To do: Rescale the material from the line with "Can you see the bridge here?" through its final line, both included, by writing out every line again with each coordinate in the answers multiplied by 1.4 and rounded to a whole number, halves up. Return only those lines.

Provided records:
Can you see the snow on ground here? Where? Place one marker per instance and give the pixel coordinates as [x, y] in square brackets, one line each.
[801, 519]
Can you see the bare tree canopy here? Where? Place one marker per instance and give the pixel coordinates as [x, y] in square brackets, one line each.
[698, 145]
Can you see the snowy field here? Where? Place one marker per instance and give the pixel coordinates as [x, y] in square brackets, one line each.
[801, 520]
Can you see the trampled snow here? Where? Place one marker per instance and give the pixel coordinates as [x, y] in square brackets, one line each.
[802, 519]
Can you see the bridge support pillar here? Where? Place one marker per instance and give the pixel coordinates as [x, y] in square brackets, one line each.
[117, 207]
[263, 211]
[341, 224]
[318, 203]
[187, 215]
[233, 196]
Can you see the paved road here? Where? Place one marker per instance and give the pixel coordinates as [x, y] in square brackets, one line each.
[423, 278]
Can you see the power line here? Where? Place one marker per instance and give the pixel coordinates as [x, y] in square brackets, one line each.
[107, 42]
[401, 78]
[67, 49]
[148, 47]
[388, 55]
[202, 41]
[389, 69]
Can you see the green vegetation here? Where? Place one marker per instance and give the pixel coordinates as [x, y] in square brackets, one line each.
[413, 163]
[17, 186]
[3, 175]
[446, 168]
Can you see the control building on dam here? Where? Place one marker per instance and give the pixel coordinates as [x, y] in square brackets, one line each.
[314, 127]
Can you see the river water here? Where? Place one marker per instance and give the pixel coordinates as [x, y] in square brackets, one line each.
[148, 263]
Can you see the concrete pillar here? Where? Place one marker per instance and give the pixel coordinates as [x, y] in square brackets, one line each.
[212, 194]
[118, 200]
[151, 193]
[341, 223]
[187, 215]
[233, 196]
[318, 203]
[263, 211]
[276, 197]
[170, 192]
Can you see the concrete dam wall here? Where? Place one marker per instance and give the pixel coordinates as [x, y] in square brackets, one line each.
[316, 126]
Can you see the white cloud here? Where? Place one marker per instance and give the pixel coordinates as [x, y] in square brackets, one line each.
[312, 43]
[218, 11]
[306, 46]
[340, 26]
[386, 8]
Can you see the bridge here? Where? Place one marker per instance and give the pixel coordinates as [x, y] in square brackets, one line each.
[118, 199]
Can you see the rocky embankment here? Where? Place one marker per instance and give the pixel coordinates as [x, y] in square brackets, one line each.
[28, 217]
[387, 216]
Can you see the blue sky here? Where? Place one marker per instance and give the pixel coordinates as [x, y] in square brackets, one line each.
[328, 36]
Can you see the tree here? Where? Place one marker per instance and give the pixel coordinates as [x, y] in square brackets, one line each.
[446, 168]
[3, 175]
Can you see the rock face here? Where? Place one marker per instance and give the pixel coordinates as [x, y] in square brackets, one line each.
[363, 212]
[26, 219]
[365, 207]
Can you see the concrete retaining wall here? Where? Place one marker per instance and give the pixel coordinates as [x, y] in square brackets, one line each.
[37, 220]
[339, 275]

Task response:
Can you see the bridge here? Where? Place one marker per instance and give the pixel coordinates as [x, y] in square brackets, one line each.
[165, 279]
Can you see the rocky embankment here? Where? Place one marker per instance and give the pixel coordinates as [x, y] in square brackets, one line each.
[39, 304]
[542, 302]
Can you see the blue sky here? Where? Place one marker per instance and give the pixel coordinates as [x, y] in square brackets, one line each.
[459, 50]
Can you see the tree here? Where? Place one marker per instance and give the pixel coordinates as [x, y] in square brackets, one line each.
[624, 235]
[4, 245]
Can you see the rock face here? Where? Place one marker per instance and give the pixel coordinates as [x, y] in square brackets, one line each.
[508, 297]
[36, 307]
[511, 290]
Can you see the concrete retaining wall here? Where? Place one marker per instance and give the pixel coordinates as [x, y] in square brackets, one line each.
[52, 308]
[475, 385]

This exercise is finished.